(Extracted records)

_ _ _

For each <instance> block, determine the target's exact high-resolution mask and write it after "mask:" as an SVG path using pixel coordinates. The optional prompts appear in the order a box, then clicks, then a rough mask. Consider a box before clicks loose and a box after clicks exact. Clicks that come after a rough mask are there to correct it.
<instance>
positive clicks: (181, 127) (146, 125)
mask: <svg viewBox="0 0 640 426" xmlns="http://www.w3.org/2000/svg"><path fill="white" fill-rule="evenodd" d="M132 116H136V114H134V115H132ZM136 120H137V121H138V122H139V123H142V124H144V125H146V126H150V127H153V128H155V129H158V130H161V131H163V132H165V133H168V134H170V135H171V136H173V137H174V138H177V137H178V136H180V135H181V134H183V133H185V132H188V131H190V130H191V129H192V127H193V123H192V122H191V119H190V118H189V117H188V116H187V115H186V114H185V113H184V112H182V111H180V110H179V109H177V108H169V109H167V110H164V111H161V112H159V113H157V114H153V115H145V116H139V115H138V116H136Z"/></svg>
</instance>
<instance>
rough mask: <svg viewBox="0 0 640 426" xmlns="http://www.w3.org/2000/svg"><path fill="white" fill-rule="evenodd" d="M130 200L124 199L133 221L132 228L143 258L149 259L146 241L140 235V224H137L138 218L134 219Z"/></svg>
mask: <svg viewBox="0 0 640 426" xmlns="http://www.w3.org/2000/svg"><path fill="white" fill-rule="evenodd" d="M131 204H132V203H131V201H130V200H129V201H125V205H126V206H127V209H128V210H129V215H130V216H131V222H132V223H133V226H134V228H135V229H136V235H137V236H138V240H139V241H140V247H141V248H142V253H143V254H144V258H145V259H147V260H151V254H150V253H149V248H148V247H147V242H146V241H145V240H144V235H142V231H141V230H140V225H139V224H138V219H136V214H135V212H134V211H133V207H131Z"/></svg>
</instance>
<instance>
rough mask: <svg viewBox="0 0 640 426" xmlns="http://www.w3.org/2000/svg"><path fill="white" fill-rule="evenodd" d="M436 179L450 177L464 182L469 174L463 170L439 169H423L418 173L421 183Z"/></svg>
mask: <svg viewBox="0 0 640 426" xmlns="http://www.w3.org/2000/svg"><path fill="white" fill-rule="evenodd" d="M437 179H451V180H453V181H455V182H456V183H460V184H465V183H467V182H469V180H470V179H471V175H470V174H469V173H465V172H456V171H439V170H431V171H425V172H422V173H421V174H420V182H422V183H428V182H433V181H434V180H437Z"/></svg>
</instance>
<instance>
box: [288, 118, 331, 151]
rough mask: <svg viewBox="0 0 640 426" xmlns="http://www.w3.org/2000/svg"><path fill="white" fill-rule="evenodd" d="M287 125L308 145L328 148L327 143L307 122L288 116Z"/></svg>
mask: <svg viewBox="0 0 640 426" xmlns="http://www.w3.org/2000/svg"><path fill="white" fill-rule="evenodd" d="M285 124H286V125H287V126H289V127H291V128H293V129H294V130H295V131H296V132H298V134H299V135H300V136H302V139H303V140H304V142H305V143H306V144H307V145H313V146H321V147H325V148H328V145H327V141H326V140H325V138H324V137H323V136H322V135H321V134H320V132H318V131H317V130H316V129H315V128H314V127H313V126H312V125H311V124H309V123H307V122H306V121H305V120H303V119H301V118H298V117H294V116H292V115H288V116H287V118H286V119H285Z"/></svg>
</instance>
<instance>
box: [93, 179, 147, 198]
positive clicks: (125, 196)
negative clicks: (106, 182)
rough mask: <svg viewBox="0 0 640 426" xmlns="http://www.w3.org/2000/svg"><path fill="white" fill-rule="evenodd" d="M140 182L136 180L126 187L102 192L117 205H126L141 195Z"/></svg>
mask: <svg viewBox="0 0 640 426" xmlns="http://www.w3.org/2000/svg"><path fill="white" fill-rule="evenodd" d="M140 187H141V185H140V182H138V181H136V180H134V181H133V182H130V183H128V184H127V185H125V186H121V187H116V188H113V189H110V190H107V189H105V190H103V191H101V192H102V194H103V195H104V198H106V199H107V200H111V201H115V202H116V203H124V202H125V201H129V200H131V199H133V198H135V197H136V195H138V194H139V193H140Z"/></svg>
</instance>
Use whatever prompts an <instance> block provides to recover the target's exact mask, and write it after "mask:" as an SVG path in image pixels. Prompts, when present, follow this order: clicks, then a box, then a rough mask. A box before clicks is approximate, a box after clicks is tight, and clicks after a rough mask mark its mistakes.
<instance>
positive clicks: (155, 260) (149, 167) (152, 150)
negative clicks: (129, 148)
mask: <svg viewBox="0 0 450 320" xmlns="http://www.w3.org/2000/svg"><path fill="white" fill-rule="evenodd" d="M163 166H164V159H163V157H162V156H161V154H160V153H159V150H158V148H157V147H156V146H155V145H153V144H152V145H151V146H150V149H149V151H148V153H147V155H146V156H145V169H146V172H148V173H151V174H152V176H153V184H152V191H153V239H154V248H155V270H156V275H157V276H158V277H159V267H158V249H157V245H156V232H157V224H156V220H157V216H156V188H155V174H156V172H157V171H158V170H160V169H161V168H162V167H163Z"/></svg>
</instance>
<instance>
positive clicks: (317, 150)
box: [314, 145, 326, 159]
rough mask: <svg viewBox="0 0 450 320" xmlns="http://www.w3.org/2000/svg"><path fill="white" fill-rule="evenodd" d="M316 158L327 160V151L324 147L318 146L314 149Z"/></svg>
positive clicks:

_ _ _

▶ _TASK TO CARRY OUT_
Set out every line of the records above as a numbered list, skipping any blank lines.

▶ _EXERCISE RESULT_
1. For each <instance> block, determine the target's exact high-resolution mask and write it after "mask:" as an SVG path using pixel coordinates. The optional prompts appear in the order a box, then clicks, then a rough mask. Consider a box before clicks loose and a box after clicks exact. Clicks that come after a rough mask are there to correct it.
2. <instance>
3. positive clicks: (181, 127) (146, 125)
4. mask: <svg viewBox="0 0 640 426" xmlns="http://www.w3.org/2000/svg"><path fill="white" fill-rule="evenodd" d="M132 116H136V114H134V115H132ZM136 120H137V121H138V122H139V123H142V124H144V125H146V126H150V127H153V128H155V129H158V130H161V131H163V132H165V133H168V134H170V135H171V136H173V137H174V138H177V137H178V136H180V135H181V134H183V133H185V132H188V131H190V130H191V129H192V127H193V123H192V122H191V119H190V118H189V117H188V116H187V115H186V114H185V113H184V112H182V111H180V110H179V109H177V108H169V109H167V110H164V111H161V112H159V113H157V114H153V115H145V116H139V115H138V116H136Z"/></svg>
5. </instance>
6. <instance>
7. rough mask: <svg viewBox="0 0 640 426" xmlns="http://www.w3.org/2000/svg"><path fill="white" fill-rule="evenodd" d="M130 200L124 199L133 221L132 228L143 258L149 259L146 241L140 235V224H137L138 218L134 219Z"/></svg>
8. mask: <svg viewBox="0 0 640 426" xmlns="http://www.w3.org/2000/svg"><path fill="white" fill-rule="evenodd" d="M131 204H132V203H131V201H130V200H129V201H125V205H126V206H127V209H128V210H129V215H130V216H131V222H132V223H133V226H134V228H135V229H136V235H137V236H138V240H139V241H140V247H141V248H142V253H143V254H144V258H145V259H147V260H151V254H150V253H149V248H148V247H147V242H146V241H145V240H144V235H142V231H141V230H140V225H139V224H138V219H136V214H135V212H134V211H133V207H131Z"/></svg>
9. </instance>
10. <instance>
11. rough mask: <svg viewBox="0 0 640 426" xmlns="http://www.w3.org/2000/svg"><path fill="white" fill-rule="evenodd" d="M436 179L450 177L464 182L469 174L463 170L439 169H423L418 173L421 183Z"/></svg>
12. mask: <svg viewBox="0 0 640 426" xmlns="http://www.w3.org/2000/svg"><path fill="white" fill-rule="evenodd" d="M437 179H451V180H453V181H455V182H456V183H460V184H465V183H467V182H469V180H470V179H471V175H470V174H469V173H465V172H456V171H439V170H431V171H425V172H422V173H421V174H420V182H422V183H428V182H433V181H434V180H437Z"/></svg>
13. </instance>
14. <instance>
15. box: [288, 118, 331, 151]
16. rough mask: <svg viewBox="0 0 640 426" xmlns="http://www.w3.org/2000/svg"><path fill="white" fill-rule="evenodd" d="M287 125L308 145L328 148L327 143L307 122L288 116Z"/></svg>
17. mask: <svg viewBox="0 0 640 426" xmlns="http://www.w3.org/2000/svg"><path fill="white" fill-rule="evenodd" d="M285 124H286V125H287V126H289V127H291V128H293V129H294V130H295V131H296V132H298V134H299V135H300V136H302V139H303V140H304V142H305V143H306V144H307V145H313V146H321V147H325V148H328V145H327V141H326V140H325V138H324V137H323V136H322V135H321V134H320V132H318V131H317V130H316V129H315V128H314V127H313V126H312V125H311V124H309V123H307V122H306V121H305V120H303V119H301V118H298V117H294V116H292V115H288V116H287V118H286V119H285Z"/></svg>
18. </instance>
19. <instance>
20. box: [93, 179, 147, 198]
21. positive clicks: (125, 196)
22. negative clicks: (106, 182)
23. rough mask: <svg viewBox="0 0 640 426" xmlns="http://www.w3.org/2000/svg"><path fill="white" fill-rule="evenodd" d="M140 182L136 180L126 187L102 192L117 205H126L141 195Z"/></svg>
24. mask: <svg viewBox="0 0 640 426" xmlns="http://www.w3.org/2000/svg"><path fill="white" fill-rule="evenodd" d="M140 187H141V185H140V182H138V181H136V180H134V181H133V182H130V183H128V184H127V185H125V186H121V187H116V188H113V189H110V190H107V189H105V190H103V191H101V192H102V194H103V195H104V198H106V199H107V200H111V201H115V202H116V203H124V202H125V201H129V200H131V199H133V198H135V197H136V195H138V194H139V193H140Z"/></svg>
25. </instance>
26. Use whatever prompts an <instance> block provides to recover the target's exact mask, and write it after "mask:" as an SVG path in image pixels. Prompts, when present, follow this order: clicks, then a box, then a rough mask. A box before clicks is approximate, a box after clicks is tight, and clicks after a rough mask mark its mistakes.
27. <instance>
28. positive clicks: (155, 260) (149, 167) (152, 150)
29. negative clicks: (129, 148)
30. mask: <svg viewBox="0 0 450 320" xmlns="http://www.w3.org/2000/svg"><path fill="white" fill-rule="evenodd" d="M163 166H164V159H163V157H162V156H161V154H160V153H159V150H158V148H157V147H156V146H155V145H153V144H152V145H151V146H150V149H149V151H148V153H147V155H146V156H145V169H146V172H148V173H151V174H152V176H153V184H152V191H153V239H154V248H155V270H156V275H157V276H158V277H159V267H158V249H157V245H156V232H157V224H156V220H157V216H156V188H155V174H156V172H157V171H158V170H160V169H161V168H162V167H163Z"/></svg>
31. </instance>
32. <instance>
33. positive clicks: (317, 150)
34. box: [314, 145, 326, 159]
35. rough mask: <svg viewBox="0 0 450 320" xmlns="http://www.w3.org/2000/svg"><path fill="white" fill-rule="evenodd" d="M316 158L327 160V151L324 147L318 146L314 149Z"/></svg>
36. positive clicks:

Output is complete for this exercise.